What the exercise asks
Copy down every line of the records below word for word, from the first to the last.

Raw records
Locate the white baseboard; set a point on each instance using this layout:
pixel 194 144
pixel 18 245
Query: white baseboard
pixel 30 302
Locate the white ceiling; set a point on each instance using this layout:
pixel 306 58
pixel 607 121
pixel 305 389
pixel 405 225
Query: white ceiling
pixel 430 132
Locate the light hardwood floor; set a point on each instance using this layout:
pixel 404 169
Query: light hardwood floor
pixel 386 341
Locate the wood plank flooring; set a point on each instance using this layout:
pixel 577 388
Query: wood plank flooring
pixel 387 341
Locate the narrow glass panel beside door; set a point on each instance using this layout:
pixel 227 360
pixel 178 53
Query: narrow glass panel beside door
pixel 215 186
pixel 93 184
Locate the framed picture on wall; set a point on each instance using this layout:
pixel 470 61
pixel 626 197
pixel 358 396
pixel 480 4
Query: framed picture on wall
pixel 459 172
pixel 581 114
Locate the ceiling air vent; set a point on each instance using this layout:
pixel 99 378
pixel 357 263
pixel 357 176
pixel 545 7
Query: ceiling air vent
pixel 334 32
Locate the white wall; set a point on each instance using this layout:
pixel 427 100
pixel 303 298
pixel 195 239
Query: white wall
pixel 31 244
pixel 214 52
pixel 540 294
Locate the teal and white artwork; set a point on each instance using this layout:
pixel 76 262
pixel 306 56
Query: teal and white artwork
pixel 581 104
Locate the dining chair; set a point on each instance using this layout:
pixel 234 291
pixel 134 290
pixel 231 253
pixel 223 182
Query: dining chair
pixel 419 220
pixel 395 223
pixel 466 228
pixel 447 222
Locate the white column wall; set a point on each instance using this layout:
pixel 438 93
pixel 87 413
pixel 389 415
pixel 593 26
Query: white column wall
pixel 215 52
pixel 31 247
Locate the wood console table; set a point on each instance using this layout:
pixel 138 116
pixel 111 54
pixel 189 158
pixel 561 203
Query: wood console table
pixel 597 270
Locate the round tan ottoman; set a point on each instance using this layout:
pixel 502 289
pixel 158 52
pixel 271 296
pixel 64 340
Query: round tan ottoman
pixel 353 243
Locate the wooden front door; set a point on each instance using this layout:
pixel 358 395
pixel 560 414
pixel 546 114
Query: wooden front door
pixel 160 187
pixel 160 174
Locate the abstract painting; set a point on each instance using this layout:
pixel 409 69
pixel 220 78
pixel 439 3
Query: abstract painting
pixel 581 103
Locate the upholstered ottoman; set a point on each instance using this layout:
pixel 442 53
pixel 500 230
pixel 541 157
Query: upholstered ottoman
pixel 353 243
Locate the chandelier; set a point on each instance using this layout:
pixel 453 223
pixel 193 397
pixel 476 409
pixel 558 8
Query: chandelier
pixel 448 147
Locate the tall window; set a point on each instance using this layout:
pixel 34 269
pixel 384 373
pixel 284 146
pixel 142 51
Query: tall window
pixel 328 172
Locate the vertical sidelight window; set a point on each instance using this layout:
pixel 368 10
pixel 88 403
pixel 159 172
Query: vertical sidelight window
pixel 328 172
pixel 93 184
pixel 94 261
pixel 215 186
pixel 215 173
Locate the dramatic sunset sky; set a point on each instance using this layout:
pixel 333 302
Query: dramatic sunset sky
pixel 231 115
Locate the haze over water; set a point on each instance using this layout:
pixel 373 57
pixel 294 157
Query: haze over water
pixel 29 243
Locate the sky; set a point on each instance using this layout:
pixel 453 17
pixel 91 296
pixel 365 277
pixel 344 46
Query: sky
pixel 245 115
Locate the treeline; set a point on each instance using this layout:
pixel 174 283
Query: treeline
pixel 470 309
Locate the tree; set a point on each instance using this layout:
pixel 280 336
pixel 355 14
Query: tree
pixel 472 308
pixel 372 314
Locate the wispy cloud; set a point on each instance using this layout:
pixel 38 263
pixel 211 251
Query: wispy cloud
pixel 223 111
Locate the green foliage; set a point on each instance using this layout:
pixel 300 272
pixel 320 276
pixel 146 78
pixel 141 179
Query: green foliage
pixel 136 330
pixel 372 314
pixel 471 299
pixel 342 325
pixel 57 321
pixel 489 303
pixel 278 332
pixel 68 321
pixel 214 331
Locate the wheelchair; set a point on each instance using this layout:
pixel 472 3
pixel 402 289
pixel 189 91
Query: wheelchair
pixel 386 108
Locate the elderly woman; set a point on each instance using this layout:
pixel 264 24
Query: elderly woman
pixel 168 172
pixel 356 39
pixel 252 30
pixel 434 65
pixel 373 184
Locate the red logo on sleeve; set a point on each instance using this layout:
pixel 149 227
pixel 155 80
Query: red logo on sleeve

Solution for this exercise
Locate the white baseboard; set a point on each instance using this layout:
pixel 194 144
pixel 18 245
Query: white baseboard
pixel 30 302
Locate the white ceiling; set a point on each instance using this layout:
pixel 306 58
pixel 607 121
pixel 305 389
pixel 405 225
Query: white ceiling
pixel 430 132
Locate the light hardwood floor; set a point on each instance using this layout:
pixel 404 169
Query: light hardwood floor
pixel 386 341
Locate the wood plank flooring; set a point on each instance using this layout:
pixel 577 388
Query: wood plank flooring
pixel 387 341
Locate the narrow glass panel beside door; set a point on each instance using this layout:
pixel 227 360
pixel 178 53
Query: narrow glass panel beside door
pixel 215 186
pixel 93 184
Locate the framed picture on wall; set a point on each instance using this layout:
pixel 470 61
pixel 626 197
pixel 358 396
pixel 480 4
Query: framed picture on wall
pixel 459 172
pixel 581 114
Locate the ceiling air vent; set a point on each instance using this layout:
pixel 99 378
pixel 357 263
pixel 357 176
pixel 545 7
Query: ceiling air vent
pixel 334 32
Locate the white wall; set a point on each instance using this layout:
pixel 427 100
pixel 303 298
pixel 195 239
Query: white wall
pixel 31 244
pixel 214 52
pixel 540 294
Locate the teal and white artwork; set a point on each instance using this layout:
pixel 76 262
pixel 306 56
Query: teal and white artwork
pixel 581 104
Locate the dining chair; set a point on each instance using this layout:
pixel 234 291
pixel 134 290
pixel 231 253
pixel 223 182
Query: dining chair
pixel 419 220
pixel 395 223
pixel 466 228
pixel 447 222
Locate the white column wall; set a point on each instance using this layout:
pixel 438 93
pixel 87 413
pixel 389 415
pixel 593 26
Query: white column wall
pixel 215 52
pixel 31 247
Locate the wood console table; set a point on each instance using this layout:
pixel 138 116
pixel 111 54
pixel 189 158
pixel 561 203
Query: wood console table
pixel 597 270
Locate the round tan ottoman; set a point on each instance using this layout:
pixel 502 289
pixel 158 52
pixel 271 296
pixel 64 340
Query: round tan ottoman
pixel 353 243
Locate the wooden front door; set a point on each instance using this layout:
pixel 358 395
pixel 560 414
pixel 546 114
Query: wooden front door
pixel 160 187
pixel 160 174
Locate the abstract painting; set a point on each instance using this layout:
pixel 409 69
pixel 220 78
pixel 439 3
Query: abstract painting
pixel 581 103
Locate the upholstered ottoman; set a point on each instance using this layout:
pixel 442 53
pixel 500 230
pixel 541 157
Query: upholstered ottoman
pixel 353 243
Locate the chandelier; set a point on each instance using this layout:
pixel 453 223
pixel 193 397
pixel 476 409
pixel 558 8
Query: chandelier
pixel 448 147
Locate the tall window; set a point on each instance using this layout:
pixel 34 269
pixel 384 373
pixel 284 146
pixel 142 51
Query: tall window
pixel 328 172
Locate the vertical sidelight window; set a point on each instance using this layout:
pixel 368 10
pixel 88 403
pixel 159 172
Query: vertical sidelight window
pixel 328 172
pixel 93 184
pixel 94 261
pixel 215 186
pixel 215 173
Locate the dramatic sunset sky; set a point on each instance using this layout:
pixel 333 302
Query: dramatic sunset sky
pixel 231 115
Locate the haze over water; set a point on each instance using this layout:
pixel 373 57
pixel 294 157
Query: haze over water
pixel 29 243
Locate the sky; set a point on each instance using this layout:
pixel 453 17
pixel 91 296
pixel 365 277
pixel 344 46
Query: sky
pixel 245 115
Locate the treeline; set a point on each instance using this layout:
pixel 174 283
Query: treeline
pixel 470 309
Locate the tree; set a point on each instance using this layout:
pixel 280 336
pixel 355 14
Query: tree
pixel 472 308
pixel 372 314
Locate the wispy cloud; set a point on each instance using this layout:
pixel 38 263
pixel 211 251
Query: wispy cloud
pixel 223 111
Locate the green foliage; set a point on each instance using this layout:
pixel 300 272
pixel 320 276
pixel 146 78
pixel 141 179
Query: green foliage
pixel 136 330
pixel 372 314
pixel 471 299
pixel 342 325
pixel 57 321
pixel 489 303
pixel 278 332
pixel 68 321
pixel 214 331
Locate the wheelchair; set a point on each instance using this layout:
pixel 472 3
pixel 402 289
pixel 189 91
Query: wheelchair
pixel 386 108
Locate the elderly woman; set a point on each instance using this layout:
pixel 264 24
Query: elderly woman
pixel 168 172
pixel 356 39
pixel 252 30
pixel 434 65
pixel 373 184
Locate the red logo on sleeve; set a point on each instance using this layout:
pixel 149 227
pixel 155 80
Query: red logo on sleeve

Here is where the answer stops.